[OBJECTIVE]: Write out the material below word for word, starting at the line that contains "Where can you see the sea in" and ending at the line that contains "column 55, row 294".
______
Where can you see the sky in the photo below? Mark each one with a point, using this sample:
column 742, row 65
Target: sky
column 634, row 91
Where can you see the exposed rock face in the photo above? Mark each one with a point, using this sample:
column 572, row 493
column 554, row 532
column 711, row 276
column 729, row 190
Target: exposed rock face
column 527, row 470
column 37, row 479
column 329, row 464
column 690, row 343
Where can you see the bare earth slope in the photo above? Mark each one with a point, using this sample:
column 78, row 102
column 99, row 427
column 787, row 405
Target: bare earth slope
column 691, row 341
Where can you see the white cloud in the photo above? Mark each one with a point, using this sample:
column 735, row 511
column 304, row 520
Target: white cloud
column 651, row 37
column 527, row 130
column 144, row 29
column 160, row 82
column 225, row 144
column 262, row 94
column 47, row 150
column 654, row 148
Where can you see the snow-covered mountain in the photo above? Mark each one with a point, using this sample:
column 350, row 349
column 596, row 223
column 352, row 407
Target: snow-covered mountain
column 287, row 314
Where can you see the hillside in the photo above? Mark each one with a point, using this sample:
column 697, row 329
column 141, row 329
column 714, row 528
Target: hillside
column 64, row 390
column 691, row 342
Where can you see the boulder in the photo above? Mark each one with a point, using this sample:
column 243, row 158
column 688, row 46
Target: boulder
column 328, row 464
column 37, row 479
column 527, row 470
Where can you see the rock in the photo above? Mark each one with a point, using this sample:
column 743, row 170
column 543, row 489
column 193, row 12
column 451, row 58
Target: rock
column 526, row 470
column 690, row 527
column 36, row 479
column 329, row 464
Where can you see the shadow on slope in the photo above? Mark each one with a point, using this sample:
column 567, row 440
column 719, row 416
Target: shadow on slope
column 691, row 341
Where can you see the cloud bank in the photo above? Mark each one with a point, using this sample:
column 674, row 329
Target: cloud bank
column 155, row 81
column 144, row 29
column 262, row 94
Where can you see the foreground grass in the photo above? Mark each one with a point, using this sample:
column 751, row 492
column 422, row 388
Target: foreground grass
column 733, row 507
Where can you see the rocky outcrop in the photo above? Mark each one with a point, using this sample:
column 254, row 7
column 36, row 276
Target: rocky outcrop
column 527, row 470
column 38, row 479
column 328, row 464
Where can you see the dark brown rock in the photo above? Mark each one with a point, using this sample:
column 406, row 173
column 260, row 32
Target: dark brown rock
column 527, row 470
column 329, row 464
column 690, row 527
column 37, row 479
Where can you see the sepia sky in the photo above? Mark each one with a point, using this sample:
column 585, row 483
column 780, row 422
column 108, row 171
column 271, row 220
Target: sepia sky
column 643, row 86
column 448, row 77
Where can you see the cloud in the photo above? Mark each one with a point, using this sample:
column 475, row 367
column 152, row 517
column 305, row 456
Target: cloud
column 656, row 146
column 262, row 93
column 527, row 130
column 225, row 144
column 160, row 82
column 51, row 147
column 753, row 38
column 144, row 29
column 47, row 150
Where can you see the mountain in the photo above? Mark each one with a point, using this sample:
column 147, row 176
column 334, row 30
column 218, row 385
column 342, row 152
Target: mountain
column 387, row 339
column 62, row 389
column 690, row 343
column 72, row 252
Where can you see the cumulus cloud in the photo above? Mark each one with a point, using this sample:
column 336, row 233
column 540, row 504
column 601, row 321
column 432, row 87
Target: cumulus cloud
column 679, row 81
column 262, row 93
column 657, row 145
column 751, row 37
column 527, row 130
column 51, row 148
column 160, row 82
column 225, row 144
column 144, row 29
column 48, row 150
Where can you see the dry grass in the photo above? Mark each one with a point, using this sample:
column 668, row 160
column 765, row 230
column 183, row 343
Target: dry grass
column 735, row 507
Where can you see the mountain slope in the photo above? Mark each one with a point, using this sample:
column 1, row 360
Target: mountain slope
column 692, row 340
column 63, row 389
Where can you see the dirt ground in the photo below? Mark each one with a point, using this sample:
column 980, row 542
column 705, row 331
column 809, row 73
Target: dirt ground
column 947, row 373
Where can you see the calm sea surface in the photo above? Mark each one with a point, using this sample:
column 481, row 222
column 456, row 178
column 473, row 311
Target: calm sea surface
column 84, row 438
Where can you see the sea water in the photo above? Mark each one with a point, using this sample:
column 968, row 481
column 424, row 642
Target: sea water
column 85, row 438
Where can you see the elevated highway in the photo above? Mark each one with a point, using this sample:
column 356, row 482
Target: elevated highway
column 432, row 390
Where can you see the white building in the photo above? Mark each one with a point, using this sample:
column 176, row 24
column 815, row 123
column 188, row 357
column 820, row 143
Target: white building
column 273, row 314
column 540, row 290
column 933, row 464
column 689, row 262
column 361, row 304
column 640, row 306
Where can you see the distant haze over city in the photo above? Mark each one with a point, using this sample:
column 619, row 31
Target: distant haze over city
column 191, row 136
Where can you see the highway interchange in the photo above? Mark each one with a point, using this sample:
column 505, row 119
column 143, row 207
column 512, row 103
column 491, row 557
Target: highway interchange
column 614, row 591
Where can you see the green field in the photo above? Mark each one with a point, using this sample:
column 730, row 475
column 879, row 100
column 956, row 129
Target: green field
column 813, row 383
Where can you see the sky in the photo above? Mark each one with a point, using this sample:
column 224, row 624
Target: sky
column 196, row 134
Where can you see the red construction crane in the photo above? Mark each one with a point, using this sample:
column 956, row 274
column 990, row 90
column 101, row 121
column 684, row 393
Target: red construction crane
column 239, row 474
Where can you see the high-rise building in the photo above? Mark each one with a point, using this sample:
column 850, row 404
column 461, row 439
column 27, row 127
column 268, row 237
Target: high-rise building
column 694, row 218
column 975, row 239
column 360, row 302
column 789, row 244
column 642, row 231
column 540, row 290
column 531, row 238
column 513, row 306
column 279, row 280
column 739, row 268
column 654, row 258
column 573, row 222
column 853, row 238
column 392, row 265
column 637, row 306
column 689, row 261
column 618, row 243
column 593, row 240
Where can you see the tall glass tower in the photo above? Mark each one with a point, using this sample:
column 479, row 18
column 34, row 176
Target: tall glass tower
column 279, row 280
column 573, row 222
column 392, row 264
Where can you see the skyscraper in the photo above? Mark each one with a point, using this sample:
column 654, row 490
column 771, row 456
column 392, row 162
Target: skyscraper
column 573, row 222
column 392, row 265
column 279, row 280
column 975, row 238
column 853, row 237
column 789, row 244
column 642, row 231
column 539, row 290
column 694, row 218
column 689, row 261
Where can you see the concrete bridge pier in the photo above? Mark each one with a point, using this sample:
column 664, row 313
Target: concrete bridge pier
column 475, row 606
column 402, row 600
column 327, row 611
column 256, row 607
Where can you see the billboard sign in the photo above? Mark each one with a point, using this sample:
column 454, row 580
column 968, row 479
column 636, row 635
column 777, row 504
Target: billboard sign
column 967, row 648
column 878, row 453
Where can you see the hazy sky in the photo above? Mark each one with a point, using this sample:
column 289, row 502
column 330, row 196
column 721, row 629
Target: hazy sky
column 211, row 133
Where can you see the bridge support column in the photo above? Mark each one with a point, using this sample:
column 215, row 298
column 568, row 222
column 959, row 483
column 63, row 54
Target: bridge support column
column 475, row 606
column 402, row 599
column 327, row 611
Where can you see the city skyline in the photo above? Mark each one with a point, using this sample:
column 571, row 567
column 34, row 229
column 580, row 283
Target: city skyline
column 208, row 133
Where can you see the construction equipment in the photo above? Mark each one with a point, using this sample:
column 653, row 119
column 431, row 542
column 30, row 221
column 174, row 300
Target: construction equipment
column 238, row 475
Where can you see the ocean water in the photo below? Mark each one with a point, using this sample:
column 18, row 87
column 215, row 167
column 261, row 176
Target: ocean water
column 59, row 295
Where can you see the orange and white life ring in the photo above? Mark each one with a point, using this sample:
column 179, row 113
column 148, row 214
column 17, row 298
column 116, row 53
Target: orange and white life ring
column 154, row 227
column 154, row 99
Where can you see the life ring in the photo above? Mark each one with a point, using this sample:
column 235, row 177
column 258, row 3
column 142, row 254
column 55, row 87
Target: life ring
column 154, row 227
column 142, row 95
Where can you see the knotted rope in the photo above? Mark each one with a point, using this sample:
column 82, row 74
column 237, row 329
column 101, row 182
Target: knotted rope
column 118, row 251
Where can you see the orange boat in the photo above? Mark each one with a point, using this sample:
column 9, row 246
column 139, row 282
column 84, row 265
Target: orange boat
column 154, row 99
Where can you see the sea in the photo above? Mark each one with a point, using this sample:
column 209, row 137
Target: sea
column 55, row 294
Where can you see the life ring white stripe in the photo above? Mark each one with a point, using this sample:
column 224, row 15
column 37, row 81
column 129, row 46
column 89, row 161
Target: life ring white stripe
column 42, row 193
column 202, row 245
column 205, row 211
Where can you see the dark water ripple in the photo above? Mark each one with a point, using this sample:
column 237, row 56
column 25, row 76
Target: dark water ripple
______
[SOLUTION FOR THIS PROBLEM]:
Where can you see the sea in the photo above? Mark each one with a point, using this sample:
column 209, row 137
Target: sea
column 55, row 294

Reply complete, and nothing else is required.